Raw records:

----

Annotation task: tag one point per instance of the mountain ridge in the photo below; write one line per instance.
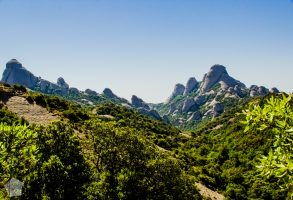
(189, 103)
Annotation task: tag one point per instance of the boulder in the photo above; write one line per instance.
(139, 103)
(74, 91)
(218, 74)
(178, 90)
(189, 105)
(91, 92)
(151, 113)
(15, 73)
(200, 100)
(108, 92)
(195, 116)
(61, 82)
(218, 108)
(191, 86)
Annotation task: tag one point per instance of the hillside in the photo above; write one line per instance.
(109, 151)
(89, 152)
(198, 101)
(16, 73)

----

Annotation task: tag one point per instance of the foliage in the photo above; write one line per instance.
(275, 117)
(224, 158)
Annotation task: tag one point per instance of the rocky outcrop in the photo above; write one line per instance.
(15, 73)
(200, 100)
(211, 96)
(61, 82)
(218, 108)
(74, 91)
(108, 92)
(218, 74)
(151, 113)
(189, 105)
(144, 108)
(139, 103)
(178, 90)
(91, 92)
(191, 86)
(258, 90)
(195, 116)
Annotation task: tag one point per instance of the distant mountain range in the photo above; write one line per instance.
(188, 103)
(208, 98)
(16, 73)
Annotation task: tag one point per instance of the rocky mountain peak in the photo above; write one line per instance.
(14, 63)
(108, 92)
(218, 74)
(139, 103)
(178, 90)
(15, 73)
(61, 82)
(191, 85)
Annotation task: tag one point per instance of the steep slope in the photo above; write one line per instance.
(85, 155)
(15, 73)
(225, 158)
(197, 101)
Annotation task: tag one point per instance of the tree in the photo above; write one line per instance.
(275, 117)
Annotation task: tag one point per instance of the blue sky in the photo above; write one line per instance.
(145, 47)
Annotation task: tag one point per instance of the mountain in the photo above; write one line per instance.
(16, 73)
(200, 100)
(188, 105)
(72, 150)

----

Your objective:
Count the lines in the raw records above that contain the string "mountain", matching case exactly, and give only the number.

Exercise response:
4